Coordinate labeling data:
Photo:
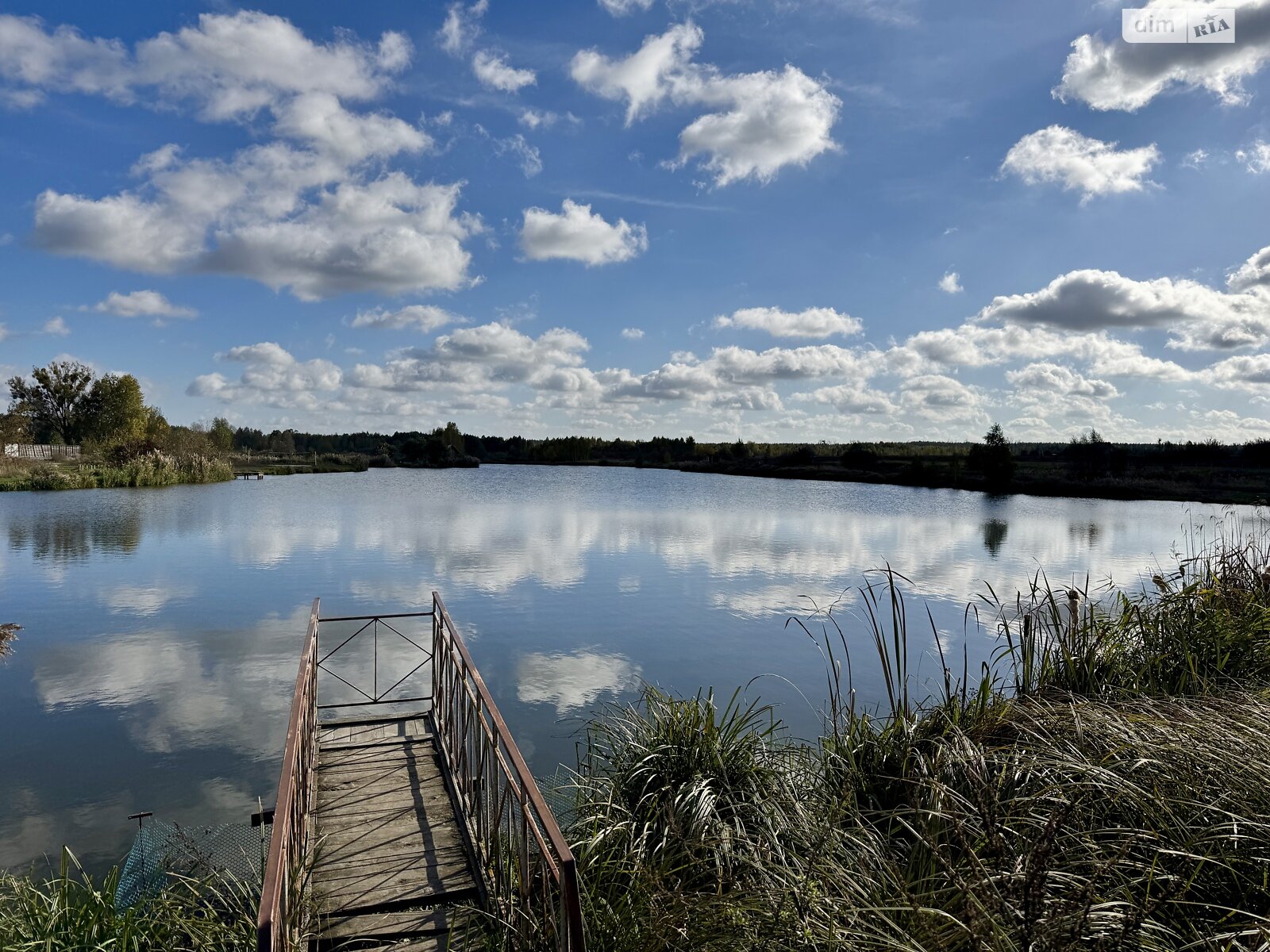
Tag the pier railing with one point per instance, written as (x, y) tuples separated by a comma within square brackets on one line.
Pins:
[(530, 873), (527, 869), (289, 846)]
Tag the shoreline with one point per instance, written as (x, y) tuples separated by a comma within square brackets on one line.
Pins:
[(1124, 492)]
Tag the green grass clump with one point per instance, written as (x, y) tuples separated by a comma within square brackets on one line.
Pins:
[(1103, 785), (152, 469), (71, 913)]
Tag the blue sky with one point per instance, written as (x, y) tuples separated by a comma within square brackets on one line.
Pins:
[(826, 220)]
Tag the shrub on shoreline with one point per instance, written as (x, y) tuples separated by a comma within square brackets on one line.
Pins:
[(152, 469)]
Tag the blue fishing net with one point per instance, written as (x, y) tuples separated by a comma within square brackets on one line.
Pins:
[(162, 850)]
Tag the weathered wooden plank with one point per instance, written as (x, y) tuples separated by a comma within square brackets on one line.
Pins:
[(387, 837), (435, 814), (391, 926), (329, 747), (397, 888), (406, 755), (380, 793), (397, 750), (399, 829), (355, 719), (340, 865)]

## [Set exercise]
Rename "shoreline" to "waterline" throughout all of the items above and give them again with nothing else changed. Omit the pictures from your answer.

## [Task answer]
Photo:
Tag the pier railing with one point per instance, written as (x, y) tuples separated by a comma within square brackets on one line.
Pins:
[(530, 873), (527, 869), (289, 846)]
Tag the waterline with one point per instance, written as (x, y) tuples separated by a comma within square brackets on one line.
Pins:
[(1124, 492)]
Tag the green grass clump with one point per instance, written as (x, y) tuples separated by a comma within square brackets on one line.
Pins:
[(1103, 785), (152, 469), (71, 913)]
Tag the blue sky with one point per instance, written as (x, y) tuples separated by a comma within square brackets on one line.
Pins:
[(826, 220)]
Tag the shrub on waterline with one point per instance, written as (x, y) tuples separated by a comma within square brackets on one line.
Pins:
[(152, 469)]
Tag the blue fishing net with one point per instance, written as (x, y) tuples separated by a comma within square brackets on one line.
Pins:
[(162, 850)]
Tag the weathered wooden plank with one point per instance, written as (x, y) tuples separated by a comma within square brackets on one line.
Pins:
[(387, 837), (435, 814), (391, 926), (329, 747), (397, 888), (406, 755), (380, 793), (397, 750), (399, 829), (355, 719), (340, 865)]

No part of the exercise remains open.